Requirement. Could you quote, exactly as they stand, the lines running from the one with "the tile roof" to the final line of the material?

Records provided.

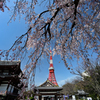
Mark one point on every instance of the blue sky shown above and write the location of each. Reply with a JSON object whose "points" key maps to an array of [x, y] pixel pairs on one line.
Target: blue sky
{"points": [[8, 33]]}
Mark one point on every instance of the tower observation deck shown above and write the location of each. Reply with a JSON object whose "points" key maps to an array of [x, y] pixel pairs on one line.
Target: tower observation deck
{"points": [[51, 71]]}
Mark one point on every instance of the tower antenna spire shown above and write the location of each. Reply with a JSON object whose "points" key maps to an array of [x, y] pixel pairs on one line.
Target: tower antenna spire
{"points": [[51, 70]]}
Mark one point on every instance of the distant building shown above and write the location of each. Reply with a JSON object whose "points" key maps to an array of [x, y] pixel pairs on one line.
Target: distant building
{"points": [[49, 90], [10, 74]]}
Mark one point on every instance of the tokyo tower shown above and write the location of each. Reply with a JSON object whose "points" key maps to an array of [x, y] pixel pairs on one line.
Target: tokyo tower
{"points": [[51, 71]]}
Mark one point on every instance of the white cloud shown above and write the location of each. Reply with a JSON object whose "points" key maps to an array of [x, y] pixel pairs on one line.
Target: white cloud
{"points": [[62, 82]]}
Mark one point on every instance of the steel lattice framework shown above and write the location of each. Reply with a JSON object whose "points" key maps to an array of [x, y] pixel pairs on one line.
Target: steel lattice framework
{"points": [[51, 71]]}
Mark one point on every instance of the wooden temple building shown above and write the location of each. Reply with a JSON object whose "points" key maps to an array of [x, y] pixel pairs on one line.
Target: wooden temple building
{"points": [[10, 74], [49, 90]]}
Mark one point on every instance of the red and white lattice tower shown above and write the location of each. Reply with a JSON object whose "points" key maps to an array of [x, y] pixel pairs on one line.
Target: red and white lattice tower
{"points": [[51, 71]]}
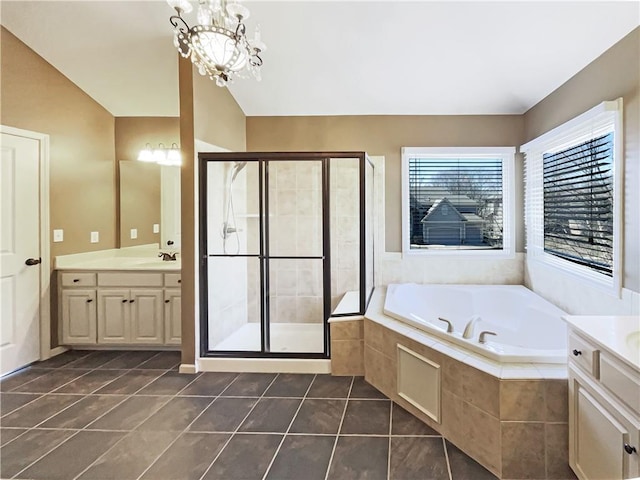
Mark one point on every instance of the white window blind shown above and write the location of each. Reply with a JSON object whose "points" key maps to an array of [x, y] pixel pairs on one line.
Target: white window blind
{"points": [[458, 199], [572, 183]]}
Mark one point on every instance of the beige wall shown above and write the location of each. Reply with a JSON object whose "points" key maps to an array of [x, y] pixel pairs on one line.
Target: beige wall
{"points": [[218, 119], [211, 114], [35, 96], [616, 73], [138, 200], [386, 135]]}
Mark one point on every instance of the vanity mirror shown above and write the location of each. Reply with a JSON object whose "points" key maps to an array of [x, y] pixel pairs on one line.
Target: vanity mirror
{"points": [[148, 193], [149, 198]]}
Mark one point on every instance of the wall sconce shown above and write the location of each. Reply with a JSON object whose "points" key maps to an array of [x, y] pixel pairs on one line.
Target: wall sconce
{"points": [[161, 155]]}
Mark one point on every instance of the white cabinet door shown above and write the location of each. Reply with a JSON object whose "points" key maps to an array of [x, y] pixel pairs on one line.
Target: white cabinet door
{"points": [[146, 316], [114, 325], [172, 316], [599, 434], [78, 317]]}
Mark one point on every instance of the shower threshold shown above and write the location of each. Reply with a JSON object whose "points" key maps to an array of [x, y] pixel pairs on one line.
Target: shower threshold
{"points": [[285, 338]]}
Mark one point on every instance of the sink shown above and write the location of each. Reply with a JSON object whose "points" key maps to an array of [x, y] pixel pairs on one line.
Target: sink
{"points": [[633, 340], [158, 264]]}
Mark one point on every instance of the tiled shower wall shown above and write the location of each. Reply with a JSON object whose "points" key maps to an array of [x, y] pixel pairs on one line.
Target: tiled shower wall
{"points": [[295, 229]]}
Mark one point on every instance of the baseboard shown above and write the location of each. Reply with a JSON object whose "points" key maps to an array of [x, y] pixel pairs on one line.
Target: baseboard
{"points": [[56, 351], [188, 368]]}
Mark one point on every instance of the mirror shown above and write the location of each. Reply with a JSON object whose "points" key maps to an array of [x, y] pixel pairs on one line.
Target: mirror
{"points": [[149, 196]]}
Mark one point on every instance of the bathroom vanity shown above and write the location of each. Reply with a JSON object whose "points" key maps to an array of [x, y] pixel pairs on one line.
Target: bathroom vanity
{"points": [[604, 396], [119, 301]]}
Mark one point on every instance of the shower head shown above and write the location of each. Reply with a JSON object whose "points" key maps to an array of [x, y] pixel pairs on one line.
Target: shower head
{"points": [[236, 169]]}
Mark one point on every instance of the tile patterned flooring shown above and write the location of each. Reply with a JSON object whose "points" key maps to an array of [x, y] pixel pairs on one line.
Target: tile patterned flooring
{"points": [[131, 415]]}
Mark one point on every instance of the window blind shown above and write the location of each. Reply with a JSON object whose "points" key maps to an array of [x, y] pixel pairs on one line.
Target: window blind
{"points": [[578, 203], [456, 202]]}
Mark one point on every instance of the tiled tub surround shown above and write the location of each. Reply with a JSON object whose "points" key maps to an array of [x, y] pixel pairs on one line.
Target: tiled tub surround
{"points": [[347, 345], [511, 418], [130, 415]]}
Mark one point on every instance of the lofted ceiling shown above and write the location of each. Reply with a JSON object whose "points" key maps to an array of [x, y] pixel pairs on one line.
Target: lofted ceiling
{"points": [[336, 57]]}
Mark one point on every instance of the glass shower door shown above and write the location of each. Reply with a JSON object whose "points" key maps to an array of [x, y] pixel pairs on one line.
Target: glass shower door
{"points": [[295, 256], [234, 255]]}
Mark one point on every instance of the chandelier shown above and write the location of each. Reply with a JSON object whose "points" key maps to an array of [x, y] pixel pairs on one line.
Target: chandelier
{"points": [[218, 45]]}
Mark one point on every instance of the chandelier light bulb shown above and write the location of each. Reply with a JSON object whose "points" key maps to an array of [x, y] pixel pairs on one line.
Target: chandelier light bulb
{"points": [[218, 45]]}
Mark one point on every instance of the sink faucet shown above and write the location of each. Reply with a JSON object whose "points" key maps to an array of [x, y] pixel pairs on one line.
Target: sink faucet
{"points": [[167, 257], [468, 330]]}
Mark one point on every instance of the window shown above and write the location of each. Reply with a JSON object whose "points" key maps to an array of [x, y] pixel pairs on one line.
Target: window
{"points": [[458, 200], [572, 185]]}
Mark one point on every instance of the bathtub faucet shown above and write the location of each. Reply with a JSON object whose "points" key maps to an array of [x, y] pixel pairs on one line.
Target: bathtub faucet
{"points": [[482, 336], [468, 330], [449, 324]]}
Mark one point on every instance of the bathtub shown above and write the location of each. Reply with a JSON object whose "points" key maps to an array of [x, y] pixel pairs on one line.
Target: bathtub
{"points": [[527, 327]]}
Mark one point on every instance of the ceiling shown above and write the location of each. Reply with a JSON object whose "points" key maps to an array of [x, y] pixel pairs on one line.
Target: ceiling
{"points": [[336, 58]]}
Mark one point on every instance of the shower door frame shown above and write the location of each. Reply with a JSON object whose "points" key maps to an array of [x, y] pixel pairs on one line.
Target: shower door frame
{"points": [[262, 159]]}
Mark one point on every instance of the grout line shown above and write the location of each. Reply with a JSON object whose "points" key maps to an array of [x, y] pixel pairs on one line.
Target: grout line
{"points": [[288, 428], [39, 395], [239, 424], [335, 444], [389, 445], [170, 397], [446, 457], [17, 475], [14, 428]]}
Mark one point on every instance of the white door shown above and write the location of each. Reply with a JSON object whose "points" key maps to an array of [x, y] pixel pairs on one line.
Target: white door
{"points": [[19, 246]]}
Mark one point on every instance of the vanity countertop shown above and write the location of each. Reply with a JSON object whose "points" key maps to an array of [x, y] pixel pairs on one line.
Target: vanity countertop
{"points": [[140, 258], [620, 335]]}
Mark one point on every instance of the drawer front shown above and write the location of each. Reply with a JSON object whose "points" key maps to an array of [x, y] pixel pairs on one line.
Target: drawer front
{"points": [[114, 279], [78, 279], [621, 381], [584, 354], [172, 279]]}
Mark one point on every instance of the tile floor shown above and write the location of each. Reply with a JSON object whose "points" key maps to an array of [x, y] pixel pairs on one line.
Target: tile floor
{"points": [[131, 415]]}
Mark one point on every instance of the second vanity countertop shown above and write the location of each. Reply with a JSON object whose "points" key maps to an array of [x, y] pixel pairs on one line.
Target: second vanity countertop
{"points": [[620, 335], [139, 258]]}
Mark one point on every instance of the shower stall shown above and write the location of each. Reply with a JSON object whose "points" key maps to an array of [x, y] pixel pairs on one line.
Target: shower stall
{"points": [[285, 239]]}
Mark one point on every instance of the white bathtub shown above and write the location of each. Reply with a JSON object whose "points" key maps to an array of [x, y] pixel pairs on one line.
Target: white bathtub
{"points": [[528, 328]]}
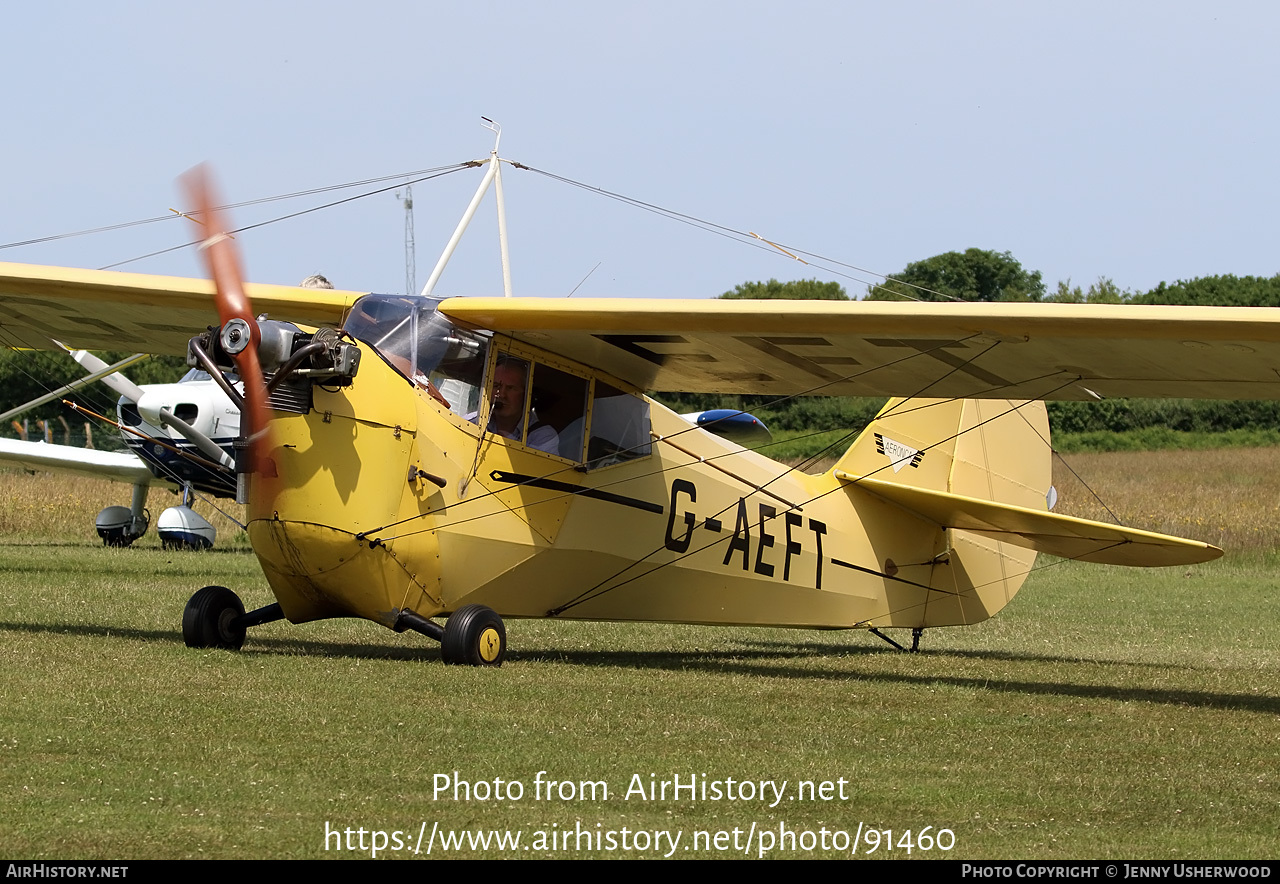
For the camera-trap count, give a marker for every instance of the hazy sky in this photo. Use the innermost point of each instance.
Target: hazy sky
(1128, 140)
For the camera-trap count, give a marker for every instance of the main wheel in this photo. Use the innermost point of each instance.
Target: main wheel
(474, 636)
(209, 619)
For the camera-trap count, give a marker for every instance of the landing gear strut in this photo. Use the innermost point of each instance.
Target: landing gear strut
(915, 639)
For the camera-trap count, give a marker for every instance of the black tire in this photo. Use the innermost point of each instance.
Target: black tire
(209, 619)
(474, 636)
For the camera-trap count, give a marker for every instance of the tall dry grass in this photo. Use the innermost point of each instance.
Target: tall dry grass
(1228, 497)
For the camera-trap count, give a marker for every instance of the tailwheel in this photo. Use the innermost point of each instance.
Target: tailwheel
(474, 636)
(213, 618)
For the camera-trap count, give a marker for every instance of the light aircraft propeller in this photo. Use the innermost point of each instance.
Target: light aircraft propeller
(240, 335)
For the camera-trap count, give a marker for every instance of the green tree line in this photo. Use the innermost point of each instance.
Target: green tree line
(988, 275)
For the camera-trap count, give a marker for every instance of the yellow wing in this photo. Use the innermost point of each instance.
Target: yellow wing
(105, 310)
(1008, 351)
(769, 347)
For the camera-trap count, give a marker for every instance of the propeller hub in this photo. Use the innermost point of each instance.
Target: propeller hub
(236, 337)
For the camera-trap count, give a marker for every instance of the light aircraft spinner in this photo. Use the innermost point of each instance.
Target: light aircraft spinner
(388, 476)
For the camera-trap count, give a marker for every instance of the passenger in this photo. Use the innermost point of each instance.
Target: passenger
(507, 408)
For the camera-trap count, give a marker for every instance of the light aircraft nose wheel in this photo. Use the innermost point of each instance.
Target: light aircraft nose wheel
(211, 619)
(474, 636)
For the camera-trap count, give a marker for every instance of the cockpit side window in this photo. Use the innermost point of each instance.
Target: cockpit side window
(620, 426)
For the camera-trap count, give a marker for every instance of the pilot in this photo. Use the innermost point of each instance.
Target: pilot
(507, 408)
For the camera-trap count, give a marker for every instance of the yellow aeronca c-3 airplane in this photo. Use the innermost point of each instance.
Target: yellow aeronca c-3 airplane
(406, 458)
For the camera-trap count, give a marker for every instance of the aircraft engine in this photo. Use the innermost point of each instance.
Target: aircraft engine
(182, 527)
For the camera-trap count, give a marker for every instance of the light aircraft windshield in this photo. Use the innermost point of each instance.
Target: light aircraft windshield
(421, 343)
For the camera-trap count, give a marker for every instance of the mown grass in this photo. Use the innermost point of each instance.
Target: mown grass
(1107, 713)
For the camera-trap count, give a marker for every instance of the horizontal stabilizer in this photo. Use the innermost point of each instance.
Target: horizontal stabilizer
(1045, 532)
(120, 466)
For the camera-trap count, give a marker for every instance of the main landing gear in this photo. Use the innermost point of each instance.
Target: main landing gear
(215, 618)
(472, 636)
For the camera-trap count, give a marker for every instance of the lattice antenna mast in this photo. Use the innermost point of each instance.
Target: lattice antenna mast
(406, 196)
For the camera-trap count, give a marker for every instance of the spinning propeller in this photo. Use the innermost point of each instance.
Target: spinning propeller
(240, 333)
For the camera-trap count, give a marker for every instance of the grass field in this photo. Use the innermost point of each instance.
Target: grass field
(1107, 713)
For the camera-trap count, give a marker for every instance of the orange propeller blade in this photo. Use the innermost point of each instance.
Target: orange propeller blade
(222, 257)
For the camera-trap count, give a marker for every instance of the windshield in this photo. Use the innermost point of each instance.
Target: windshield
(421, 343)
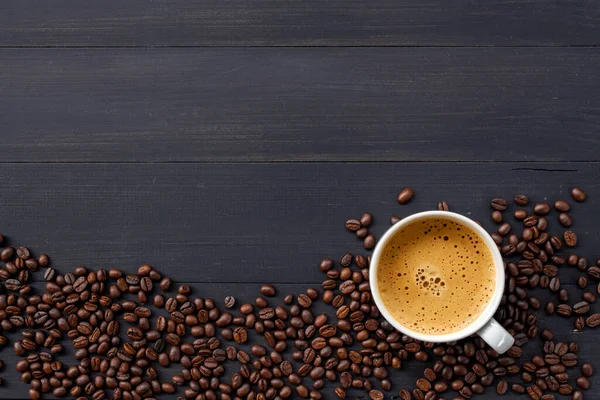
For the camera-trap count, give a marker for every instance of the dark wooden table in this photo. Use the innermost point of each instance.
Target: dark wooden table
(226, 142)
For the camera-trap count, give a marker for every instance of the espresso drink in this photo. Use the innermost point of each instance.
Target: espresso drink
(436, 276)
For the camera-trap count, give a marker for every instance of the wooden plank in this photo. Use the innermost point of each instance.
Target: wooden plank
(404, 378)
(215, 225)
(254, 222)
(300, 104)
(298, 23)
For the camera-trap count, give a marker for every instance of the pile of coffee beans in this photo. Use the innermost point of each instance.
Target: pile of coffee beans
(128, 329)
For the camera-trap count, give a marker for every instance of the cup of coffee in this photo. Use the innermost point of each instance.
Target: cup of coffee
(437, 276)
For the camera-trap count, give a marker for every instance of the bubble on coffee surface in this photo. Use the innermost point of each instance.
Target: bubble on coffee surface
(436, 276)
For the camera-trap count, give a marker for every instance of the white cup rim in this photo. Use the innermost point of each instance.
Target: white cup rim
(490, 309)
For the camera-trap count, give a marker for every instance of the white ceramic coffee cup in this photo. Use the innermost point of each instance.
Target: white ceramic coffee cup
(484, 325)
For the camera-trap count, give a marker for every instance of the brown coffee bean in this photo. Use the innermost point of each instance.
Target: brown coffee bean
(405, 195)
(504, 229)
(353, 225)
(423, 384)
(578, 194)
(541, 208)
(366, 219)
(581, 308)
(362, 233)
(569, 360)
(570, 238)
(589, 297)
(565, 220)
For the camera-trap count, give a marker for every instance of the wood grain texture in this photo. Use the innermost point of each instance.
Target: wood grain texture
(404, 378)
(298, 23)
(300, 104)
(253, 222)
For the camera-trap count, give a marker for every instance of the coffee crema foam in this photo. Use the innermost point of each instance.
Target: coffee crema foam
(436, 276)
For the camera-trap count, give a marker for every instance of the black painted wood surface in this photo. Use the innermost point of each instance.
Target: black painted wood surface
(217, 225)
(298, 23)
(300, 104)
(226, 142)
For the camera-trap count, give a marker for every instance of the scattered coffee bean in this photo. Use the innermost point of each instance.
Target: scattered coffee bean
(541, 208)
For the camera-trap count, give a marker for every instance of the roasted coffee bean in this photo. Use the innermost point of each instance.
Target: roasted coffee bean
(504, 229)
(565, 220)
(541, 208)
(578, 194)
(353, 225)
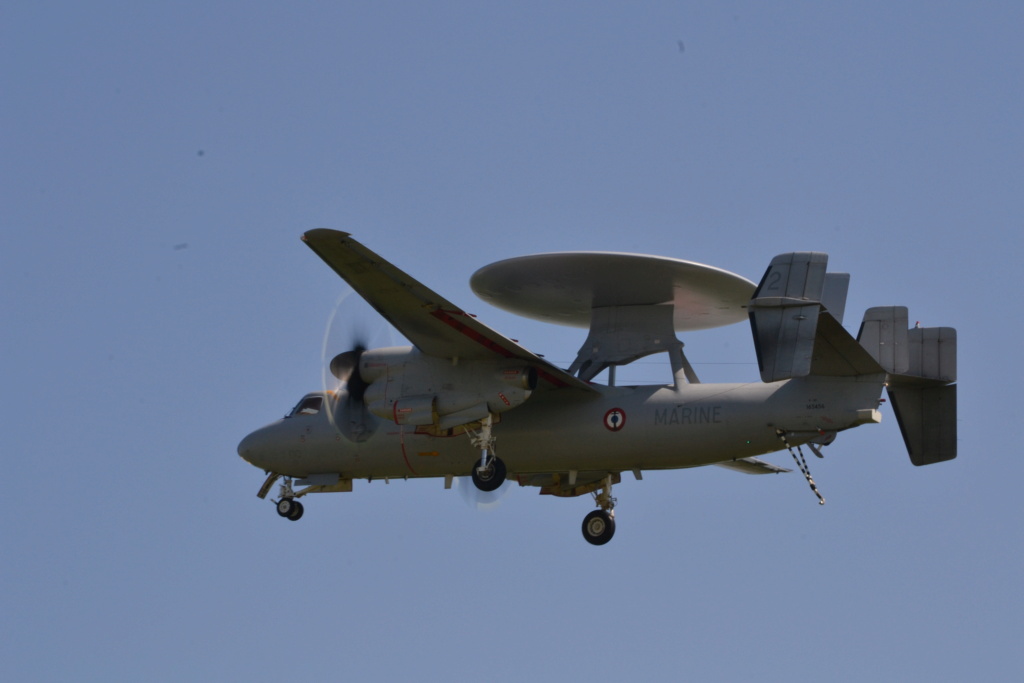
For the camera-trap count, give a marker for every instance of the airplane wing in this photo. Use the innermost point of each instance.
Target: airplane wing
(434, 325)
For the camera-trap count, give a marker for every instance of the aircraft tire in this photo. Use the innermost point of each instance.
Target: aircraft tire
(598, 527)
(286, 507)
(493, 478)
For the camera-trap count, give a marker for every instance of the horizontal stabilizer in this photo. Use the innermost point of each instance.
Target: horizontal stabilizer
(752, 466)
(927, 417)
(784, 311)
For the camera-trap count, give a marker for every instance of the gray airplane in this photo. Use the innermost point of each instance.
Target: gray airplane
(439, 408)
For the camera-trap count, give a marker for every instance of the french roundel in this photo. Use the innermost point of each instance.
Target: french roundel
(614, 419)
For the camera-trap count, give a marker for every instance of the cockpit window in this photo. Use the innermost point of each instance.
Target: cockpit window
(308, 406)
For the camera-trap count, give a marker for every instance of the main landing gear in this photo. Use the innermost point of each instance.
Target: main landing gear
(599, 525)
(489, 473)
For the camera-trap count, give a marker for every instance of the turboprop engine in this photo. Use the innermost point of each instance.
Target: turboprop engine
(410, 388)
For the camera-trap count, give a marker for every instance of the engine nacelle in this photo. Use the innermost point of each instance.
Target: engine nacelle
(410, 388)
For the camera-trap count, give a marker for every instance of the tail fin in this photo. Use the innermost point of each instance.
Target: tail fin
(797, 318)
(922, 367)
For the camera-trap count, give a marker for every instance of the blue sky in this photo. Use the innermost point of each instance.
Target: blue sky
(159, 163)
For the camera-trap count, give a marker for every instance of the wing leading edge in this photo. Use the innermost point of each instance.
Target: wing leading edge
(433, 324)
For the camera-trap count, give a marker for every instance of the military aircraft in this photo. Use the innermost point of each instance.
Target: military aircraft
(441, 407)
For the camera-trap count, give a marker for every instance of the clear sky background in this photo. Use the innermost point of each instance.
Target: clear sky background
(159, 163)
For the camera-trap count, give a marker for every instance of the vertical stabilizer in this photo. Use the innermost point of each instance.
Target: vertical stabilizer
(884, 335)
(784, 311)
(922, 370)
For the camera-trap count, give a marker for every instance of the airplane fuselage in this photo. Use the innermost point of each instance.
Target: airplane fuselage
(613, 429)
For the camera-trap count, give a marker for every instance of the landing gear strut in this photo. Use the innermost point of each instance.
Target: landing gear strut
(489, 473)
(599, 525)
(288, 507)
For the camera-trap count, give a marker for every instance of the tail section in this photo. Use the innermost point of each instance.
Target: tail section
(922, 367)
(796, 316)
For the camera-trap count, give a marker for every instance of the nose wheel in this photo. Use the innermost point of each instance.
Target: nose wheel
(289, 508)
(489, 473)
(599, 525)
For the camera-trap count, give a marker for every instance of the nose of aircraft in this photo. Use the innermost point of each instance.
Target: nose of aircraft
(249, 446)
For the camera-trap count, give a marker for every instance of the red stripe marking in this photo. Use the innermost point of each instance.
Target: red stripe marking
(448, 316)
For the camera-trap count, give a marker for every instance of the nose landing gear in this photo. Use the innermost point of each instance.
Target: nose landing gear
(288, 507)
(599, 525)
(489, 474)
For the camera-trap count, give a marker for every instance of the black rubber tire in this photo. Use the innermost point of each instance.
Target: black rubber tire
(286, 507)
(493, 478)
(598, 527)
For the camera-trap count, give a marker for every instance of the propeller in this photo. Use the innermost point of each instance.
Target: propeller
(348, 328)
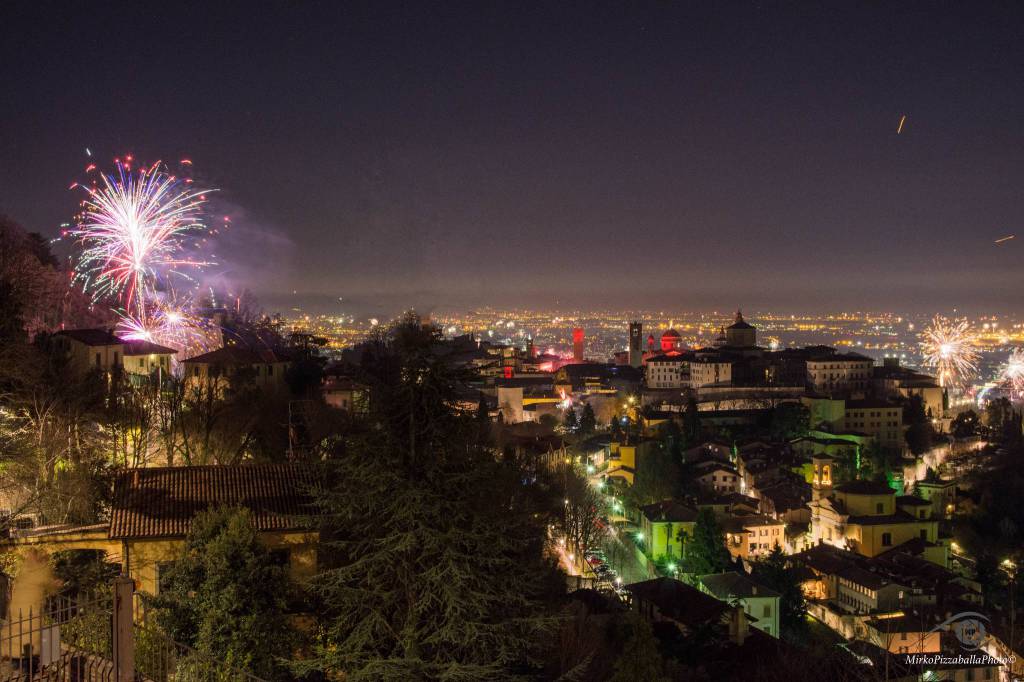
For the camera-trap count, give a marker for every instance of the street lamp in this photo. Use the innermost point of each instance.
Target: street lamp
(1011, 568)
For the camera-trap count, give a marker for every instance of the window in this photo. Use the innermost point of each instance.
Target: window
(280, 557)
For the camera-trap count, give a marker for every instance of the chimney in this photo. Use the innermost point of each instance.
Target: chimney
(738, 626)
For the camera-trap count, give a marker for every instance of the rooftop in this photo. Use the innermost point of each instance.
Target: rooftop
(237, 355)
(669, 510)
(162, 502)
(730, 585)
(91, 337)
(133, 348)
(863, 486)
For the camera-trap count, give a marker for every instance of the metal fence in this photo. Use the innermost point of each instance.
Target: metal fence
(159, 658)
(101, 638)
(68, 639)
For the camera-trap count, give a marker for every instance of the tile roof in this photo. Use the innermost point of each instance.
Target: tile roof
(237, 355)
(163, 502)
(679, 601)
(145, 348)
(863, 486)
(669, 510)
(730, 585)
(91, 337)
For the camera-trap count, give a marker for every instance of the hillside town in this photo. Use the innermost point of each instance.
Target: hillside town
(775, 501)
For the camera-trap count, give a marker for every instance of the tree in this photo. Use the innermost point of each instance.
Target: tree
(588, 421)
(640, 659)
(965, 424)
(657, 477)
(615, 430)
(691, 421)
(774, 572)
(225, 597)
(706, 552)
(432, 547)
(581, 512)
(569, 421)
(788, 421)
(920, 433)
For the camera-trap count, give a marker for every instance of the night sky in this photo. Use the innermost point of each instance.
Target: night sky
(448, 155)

Output.
For the camera-trap count, give a marker for every instance of the tile roof in this photo. Use the innermost point of each instance.
Target: tile roof
(237, 355)
(163, 502)
(679, 601)
(145, 348)
(863, 486)
(669, 510)
(730, 585)
(91, 337)
For the camera-trap count, give a marker for every instance of the hillside town in this photo. Use the innermost point of each instance.
Target: hillside town
(775, 501)
For the camera-trap count, give a marker for every instance of the tree in this photo. Use the innermost point of each instance.
Target: tree
(588, 421)
(640, 659)
(965, 424)
(657, 477)
(615, 430)
(691, 421)
(774, 572)
(225, 597)
(706, 552)
(432, 547)
(581, 512)
(569, 421)
(788, 421)
(920, 433)
For the camera-trap count, give a marker for every instance of the night sky in this photo. Use the innermost point of each instance.
Target: night sky
(448, 155)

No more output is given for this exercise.